> **Exercise goal**
Which lines of the material below contain the string "suit"? Extract each one in full, and treat uppercase and lowercase letters as different.
━━━━━ Data for processing ━━━━━
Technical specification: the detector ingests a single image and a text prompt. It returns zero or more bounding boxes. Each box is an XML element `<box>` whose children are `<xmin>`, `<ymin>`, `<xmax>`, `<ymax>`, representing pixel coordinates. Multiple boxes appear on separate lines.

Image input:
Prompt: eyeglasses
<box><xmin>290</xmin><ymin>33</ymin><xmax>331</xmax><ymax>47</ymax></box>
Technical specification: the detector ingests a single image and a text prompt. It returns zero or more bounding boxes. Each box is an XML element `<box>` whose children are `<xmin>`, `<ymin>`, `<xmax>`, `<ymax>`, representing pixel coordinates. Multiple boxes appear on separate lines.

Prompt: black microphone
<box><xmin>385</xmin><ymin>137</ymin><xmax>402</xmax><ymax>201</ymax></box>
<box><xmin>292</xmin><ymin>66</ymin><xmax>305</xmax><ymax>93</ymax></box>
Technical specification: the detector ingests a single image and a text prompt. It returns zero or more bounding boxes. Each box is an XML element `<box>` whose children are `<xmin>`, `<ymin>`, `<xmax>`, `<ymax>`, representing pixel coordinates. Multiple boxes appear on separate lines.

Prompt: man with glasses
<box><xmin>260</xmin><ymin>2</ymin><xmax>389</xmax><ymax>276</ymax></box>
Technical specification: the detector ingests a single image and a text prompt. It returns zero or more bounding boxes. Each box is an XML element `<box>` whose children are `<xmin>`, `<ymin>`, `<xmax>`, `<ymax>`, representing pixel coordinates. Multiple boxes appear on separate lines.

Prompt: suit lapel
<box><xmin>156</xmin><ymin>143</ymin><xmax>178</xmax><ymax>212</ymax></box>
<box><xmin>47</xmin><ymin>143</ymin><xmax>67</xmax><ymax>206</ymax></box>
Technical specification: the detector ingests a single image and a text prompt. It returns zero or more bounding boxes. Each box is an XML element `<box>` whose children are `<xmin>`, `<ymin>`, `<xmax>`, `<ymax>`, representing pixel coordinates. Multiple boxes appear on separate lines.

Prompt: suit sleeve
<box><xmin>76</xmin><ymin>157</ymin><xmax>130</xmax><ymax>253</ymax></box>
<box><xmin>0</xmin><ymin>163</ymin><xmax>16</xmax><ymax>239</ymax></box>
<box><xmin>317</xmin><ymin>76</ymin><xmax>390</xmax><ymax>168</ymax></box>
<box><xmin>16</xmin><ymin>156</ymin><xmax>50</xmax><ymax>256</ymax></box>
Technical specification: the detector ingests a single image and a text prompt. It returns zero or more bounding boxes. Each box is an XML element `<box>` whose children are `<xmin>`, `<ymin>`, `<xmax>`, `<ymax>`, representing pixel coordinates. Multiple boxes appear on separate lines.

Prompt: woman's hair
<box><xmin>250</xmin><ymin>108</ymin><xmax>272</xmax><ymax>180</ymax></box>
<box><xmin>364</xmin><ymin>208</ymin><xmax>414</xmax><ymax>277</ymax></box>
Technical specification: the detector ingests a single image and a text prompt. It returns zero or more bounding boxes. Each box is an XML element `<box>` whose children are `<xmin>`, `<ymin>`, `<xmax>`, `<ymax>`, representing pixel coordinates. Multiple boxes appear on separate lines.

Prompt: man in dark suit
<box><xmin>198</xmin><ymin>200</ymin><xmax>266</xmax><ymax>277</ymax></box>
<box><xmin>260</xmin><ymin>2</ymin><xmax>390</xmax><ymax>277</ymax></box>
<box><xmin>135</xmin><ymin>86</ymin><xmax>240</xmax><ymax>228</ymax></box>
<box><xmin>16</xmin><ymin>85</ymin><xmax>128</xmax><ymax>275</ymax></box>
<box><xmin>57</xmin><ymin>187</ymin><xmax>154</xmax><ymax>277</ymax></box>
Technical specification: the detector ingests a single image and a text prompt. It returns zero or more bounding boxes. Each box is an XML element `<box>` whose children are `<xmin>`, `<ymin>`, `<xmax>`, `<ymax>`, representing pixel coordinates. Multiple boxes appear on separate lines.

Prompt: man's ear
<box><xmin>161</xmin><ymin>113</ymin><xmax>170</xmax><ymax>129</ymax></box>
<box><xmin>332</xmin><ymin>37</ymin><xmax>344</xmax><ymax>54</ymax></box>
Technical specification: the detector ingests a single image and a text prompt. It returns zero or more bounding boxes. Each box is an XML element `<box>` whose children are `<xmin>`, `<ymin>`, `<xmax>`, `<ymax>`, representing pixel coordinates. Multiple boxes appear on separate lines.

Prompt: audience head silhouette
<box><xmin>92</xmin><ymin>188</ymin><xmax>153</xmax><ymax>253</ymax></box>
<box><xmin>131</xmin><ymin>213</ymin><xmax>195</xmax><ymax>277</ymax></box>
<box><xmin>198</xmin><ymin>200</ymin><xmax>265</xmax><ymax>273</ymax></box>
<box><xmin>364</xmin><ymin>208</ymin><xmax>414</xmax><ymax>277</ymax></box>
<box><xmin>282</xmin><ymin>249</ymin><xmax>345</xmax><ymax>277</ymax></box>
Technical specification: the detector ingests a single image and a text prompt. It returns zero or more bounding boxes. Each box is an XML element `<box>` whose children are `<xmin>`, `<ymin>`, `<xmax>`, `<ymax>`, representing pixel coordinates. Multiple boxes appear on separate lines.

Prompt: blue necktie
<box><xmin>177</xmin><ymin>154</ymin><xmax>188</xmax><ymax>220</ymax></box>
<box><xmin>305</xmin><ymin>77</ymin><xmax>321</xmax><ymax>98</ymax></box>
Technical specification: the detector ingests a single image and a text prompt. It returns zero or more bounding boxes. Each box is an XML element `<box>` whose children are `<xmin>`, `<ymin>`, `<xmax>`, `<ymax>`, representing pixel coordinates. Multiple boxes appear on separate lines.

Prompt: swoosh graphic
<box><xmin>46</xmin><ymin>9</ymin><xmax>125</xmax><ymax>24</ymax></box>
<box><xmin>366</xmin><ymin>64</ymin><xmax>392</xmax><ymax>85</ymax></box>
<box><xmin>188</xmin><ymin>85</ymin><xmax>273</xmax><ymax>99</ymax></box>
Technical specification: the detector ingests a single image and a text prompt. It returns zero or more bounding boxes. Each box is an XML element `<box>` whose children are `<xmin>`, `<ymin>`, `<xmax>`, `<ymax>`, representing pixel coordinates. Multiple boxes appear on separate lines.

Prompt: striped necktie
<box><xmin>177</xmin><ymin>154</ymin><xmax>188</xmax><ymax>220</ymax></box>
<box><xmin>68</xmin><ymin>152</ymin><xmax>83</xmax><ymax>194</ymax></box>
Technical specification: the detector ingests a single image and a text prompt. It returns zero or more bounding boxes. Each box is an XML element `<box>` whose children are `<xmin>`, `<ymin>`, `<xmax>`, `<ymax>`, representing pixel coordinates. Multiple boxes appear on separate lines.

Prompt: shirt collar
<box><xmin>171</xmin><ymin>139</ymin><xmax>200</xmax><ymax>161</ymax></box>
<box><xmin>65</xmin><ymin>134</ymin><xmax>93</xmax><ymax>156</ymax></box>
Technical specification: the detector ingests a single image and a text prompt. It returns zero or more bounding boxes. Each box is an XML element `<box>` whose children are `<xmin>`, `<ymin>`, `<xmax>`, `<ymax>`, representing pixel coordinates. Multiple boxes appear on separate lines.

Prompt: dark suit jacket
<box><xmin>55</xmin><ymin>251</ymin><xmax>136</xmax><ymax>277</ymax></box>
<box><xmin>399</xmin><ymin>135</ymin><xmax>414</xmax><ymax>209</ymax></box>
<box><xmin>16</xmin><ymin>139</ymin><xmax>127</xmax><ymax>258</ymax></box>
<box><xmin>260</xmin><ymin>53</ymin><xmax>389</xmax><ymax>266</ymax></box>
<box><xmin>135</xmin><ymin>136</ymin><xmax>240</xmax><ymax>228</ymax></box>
━━━━━
> **Exercise response**
Prompt: suit lapel
Prompt: suit sleeve
Prompt: man in dark suit
Prompt: dark suit jacket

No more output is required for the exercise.